Inverted Index (original) (raw)

Last Updated : 18 Apr, 2026

An Inverted Index is a data structure used in information retrieval systems to efficiently retrieve documents or web pages containing a specific term or set of terms. In an inverted index, the index is organized by terms (words), and each term points to a list of documents or web pages that contain that term.

**Note: Inverted indexes are widely used in search engines, database systems, and other applications where efficient text search is required.

An inverted index is an index data structure storing a mapping from content, such as words or numbers, to its locations in a document or a set of documents. In simple words, it is a hashmap-like data structure that directs you from a word to a document or a web page. They are especially useful for large collections of documents, where searching through all the documents would be prohibitively slow.

Features of Inverted Indexes

**Efficient search: By indexing every term in every document, the index can quickly identify all documents that contain a given search term or phrase, significantly reducing search time.
**Fast updates: Inverted indexes can be updated quickly and efficiently as new content is added to the system. This allows for near-real-time indexing and searching for new content.
**Flexibility: Inverted indexes can be customized to suit the needs of different types of information retrieval systems. For example, they can be configured to handle different types of queries, such as Boolean queries or proximity queries.
**Compression: Inverted indexes can be compressed to reduce storage requirements. Various techniques such as delta encoding, gamma encoding, variable byte encoding, etc., can be used to compress the posting list efficiently.
**Support for stemming and synonym expansion: Inverted indexes can be configured to support stemming and synonym expansion, which can improve the accuracy and relevance of search results.
**Support for multiple languages: Inverted indexes can support multiple languages, allowing users to search for content in different languages using the same system.

Example: Consider the following documents.

To create an **inverted index for these documents, we first tokenize the documents into terms, as follows.

**Document 1: The quick brown fox jumped over the lazy dog.
**Document 2: The lazy dog slept in the sun.

Next, we create an index of the terms, where each term points to a list of documents that contain that term, as follows.

The -> Document 1, Document 2
Quick -> Document 1
Brown -> Document 1
Fox -> Document 1
Jumped -> Document 1
Over -> Document 1
Lazy -> Document 1, Document 2
Dog -> Document 1, Document 2
Slept -> Document 2
In -> Document 2
Sun -> Document 2

To search for documents containing a particular term or set of terms, the search engine queries the inverted index for those terms and retrieves the list of documents associated with each term. The search engine can then use this information to rank the documents based on relevance to the query and present them to the user in order of importance.
........
TASK INSTRUCTIONS »
Using the inverted index article, explain in one to three sentences why inverted indexes are especially useful for large collections of documents.

EXTRACTED INFORMATION »
........
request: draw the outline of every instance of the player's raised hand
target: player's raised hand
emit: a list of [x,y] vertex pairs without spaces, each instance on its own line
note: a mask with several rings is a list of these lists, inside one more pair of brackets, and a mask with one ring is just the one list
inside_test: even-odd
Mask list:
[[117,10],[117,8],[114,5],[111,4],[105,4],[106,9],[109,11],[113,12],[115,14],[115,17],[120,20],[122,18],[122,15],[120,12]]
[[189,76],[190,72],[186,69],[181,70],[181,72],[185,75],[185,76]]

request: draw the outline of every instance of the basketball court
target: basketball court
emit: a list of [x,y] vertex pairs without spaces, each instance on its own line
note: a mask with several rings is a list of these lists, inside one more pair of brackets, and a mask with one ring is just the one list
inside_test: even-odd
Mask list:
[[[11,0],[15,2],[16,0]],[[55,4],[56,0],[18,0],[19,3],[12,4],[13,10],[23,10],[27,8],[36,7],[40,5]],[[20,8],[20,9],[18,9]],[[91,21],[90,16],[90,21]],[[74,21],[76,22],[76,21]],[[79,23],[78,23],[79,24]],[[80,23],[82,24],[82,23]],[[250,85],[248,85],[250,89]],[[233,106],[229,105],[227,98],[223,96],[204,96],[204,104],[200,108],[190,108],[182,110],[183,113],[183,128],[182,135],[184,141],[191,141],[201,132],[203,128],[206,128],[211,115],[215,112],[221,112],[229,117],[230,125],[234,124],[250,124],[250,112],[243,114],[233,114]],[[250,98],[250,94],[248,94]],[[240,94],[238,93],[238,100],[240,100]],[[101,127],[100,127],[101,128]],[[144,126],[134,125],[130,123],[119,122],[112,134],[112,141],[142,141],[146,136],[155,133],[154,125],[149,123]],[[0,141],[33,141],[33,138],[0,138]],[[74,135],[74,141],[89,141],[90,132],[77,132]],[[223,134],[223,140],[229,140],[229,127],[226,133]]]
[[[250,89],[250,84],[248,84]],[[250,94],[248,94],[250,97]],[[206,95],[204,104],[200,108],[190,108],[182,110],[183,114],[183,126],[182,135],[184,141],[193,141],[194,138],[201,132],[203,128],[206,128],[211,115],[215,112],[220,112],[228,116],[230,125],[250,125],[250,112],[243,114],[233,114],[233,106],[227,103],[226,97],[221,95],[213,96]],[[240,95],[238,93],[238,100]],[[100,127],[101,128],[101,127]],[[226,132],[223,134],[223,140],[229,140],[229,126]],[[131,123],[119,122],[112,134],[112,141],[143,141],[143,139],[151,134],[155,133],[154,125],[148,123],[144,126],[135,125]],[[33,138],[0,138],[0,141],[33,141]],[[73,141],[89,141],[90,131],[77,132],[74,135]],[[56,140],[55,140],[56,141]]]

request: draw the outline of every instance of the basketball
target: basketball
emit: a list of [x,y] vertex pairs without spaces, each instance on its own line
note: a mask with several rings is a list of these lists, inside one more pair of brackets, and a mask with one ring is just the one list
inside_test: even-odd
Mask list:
........
CORRECT ANSWER »
In a large collection, searching through all the documents would be prohibitively slow. An inverted index avoids this by mapping each word to the documents that contain it, so a search goes straight from a term to its list of documents.